** TASK **
Identify the line in which "the white plate." appears, then reproduce that line and all remaining lines of the records word for word.

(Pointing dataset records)
_ _ _ _ _ _ _

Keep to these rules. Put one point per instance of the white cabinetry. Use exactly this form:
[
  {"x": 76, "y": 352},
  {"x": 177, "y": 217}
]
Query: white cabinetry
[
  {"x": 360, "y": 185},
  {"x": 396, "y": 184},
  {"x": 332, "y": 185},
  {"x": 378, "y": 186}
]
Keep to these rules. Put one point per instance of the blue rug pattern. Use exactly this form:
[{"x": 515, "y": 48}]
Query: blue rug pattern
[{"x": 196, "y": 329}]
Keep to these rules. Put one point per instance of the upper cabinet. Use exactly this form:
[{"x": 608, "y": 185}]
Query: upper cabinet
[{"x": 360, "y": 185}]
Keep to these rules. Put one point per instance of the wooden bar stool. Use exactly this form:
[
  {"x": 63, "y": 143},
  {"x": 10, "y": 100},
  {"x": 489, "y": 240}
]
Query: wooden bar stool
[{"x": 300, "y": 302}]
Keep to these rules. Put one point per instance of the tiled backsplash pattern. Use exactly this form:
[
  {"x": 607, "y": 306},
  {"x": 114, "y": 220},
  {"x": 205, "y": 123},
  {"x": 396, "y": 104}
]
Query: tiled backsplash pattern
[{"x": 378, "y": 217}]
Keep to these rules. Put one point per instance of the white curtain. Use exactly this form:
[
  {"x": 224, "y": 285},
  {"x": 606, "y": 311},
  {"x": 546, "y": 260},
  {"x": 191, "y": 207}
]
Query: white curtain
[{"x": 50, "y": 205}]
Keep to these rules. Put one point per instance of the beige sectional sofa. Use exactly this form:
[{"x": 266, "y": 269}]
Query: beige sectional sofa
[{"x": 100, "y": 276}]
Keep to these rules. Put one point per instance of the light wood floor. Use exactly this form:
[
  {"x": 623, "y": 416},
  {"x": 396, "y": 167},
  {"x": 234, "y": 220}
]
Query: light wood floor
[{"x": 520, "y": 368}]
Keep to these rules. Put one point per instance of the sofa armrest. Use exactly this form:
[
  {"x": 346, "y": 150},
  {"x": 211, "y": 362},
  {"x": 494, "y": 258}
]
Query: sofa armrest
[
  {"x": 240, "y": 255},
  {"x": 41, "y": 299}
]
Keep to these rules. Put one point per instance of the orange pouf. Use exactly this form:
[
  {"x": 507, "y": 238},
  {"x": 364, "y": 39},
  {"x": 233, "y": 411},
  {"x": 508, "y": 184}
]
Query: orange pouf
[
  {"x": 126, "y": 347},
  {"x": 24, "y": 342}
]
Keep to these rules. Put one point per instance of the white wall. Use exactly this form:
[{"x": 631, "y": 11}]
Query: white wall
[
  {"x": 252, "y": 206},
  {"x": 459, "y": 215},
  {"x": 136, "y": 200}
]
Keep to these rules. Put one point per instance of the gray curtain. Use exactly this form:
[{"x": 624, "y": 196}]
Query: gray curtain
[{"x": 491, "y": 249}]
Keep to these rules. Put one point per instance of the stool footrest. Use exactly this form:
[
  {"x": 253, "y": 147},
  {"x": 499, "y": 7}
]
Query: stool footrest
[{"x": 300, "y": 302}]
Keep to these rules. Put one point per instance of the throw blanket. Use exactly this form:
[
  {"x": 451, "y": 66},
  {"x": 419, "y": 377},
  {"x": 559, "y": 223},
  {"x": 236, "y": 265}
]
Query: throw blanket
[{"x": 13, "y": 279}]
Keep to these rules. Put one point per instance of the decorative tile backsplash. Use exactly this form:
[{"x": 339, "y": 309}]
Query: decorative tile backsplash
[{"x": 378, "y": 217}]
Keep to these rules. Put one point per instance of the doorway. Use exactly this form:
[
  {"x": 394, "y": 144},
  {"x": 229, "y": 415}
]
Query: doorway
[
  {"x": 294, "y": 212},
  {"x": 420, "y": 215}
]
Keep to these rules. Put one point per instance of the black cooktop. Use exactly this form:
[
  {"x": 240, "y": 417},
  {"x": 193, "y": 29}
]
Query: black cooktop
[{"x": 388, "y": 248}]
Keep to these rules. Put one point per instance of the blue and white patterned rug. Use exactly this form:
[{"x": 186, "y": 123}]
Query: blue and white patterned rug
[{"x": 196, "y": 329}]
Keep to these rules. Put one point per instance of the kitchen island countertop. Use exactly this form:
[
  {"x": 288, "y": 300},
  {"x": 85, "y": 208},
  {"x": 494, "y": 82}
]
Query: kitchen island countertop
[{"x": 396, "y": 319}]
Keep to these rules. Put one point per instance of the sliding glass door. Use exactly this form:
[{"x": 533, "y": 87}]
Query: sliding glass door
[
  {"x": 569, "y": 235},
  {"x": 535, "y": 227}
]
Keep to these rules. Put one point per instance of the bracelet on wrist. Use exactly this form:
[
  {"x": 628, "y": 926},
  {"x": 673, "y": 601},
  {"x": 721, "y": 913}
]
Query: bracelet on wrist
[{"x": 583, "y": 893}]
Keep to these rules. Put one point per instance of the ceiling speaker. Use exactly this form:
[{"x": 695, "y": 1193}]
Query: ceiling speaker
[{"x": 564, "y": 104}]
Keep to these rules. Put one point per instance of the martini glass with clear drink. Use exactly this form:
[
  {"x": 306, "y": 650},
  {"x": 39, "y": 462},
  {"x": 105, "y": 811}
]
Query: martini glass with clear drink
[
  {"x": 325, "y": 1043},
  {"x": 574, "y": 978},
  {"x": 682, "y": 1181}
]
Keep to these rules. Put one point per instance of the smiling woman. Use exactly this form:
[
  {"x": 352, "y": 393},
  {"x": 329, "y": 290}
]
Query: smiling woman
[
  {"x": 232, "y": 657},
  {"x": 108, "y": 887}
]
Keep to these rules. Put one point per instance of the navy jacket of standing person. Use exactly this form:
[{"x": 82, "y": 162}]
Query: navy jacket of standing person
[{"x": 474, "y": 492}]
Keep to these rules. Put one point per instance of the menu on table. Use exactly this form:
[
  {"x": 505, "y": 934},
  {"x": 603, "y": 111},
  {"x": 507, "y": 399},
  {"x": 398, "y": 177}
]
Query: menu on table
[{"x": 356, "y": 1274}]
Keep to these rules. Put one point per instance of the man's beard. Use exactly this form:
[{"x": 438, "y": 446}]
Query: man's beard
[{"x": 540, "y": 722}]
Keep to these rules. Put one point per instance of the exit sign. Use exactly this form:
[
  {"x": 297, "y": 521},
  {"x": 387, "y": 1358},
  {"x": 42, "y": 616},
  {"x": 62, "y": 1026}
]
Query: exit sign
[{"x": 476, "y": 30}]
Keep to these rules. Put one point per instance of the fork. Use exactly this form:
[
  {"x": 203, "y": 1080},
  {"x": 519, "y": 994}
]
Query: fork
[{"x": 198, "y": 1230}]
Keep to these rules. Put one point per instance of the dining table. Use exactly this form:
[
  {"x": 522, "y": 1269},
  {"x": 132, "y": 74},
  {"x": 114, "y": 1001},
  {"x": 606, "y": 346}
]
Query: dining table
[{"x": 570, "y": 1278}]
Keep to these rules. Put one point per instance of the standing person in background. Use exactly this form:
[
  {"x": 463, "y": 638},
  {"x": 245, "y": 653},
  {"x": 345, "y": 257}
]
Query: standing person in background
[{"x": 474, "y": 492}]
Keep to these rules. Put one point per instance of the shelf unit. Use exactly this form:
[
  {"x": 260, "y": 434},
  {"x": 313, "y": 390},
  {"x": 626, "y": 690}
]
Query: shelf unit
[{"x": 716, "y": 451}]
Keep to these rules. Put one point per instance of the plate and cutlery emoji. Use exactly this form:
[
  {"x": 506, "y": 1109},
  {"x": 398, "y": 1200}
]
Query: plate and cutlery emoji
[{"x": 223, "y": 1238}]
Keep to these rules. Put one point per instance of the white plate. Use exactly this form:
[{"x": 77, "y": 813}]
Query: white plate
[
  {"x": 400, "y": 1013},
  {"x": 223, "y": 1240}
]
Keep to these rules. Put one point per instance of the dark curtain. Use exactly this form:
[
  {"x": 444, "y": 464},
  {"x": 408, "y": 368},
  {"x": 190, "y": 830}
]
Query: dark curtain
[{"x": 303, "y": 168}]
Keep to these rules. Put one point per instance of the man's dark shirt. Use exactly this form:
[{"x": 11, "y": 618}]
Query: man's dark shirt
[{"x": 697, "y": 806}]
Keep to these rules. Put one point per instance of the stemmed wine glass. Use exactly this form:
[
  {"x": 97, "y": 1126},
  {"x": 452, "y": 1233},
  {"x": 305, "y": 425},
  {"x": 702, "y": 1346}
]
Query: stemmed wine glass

_ _ _ _ _ _ _

** RESULT OF THE TASK **
Keep to these rules. Put one point per instance of the white plate. Use exactly this form:
[{"x": 77, "y": 813}]
Query: white plate
[
  {"x": 400, "y": 1013},
  {"x": 223, "y": 1240}
]
Keep to these rules. Put one point per instance of the dark curtain. Use exactly this form:
[
  {"x": 444, "y": 464},
  {"x": 408, "y": 368},
  {"x": 190, "y": 830}
]
Query: dark curtain
[{"x": 303, "y": 168}]
Keep to these rules. Put one point per instance of the man's dark shirt. Use exactly this form:
[{"x": 11, "y": 618}]
Query: man's dark shirt
[{"x": 697, "y": 806}]
Keep to these rules. Put one point per instance of the stemmed wine glass. Use exactly this form:
[
  {"x": 97, "y": 1126},
  {"x": 452, "y": 1233},
  {"x": 305, "y": 425},
  {"x": 702, "y": 1346}
]
Query: stemmed wine glass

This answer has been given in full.